Extract to read:

Trust me this was me. I was having this huge pity party for myself in my head and I was starting to resent the person that I was supposed to love the most. One night I was praying about this and laid in silence. And all of a sudden I got “Stop Comparing Yourself to Him.” And it was like blinders were taken off of my eyes and I saw it in a different light. Maybe he is tired. Maybe he is sick. Does he not have the right to feel those things just because I think I might feel them more strongly? Maybe I can take being more tired than him and still function like somewhat of a human being and maybe he might really need 7 hours of sleep. We are not equal in a lot of respects. And just like that, everything clicked.
Many times in our marriage we feel like we are going, going, and going and doing 80% while our spouse does 20%. But we need to stop comparing ourselves to them. It isn’t a competition. We are in this together. We are a team. You’ll never be successful in your marriage unless you change the way you view your marriage. We need to humble ourselves in everything we do, to not only do it for God but for our families as well. I challenge you to not want your husband to change the way they think or feel but challenge yourself to change the way you view their actions, words, and feelings.
I would like to leave you with a quote from Tudie Rose. I will go to bed tonight and say this quote as my prayer. “Sometimes in my own marriage, I’ve been frustrated by my husband’s supposed selfishness, only to realize that it is me who needs the attitude adjustment. Once I begin to look inside myself at what is really going on. I can get back on the road of becoming the selfless person my partner deserves.”

Problem description: Retype the marriage passage word for word, everything from "Many times in" down to "words, and feelings.".

Recorded data:
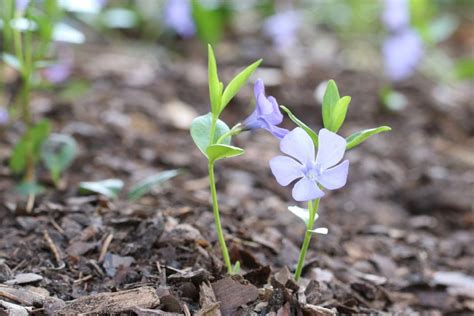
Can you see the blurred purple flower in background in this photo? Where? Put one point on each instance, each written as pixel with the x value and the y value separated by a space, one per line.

Exercise result:
Many times in our marriage we feel like we are going, going, and going and doing 80% while our spouse does 20%. But we need to stop comparing ourselves to them. It isn’t a competition. We are in this together. We are a team. You’ll never be successful in your marriage unless you change the way you view your marriage. We need to humble ourselves in everything we do, to not only do it for God but for our families as well. I challenge you to not want your husband to change the way they think or feel but challenge yourself to change the way you view their actions, words, and feelings.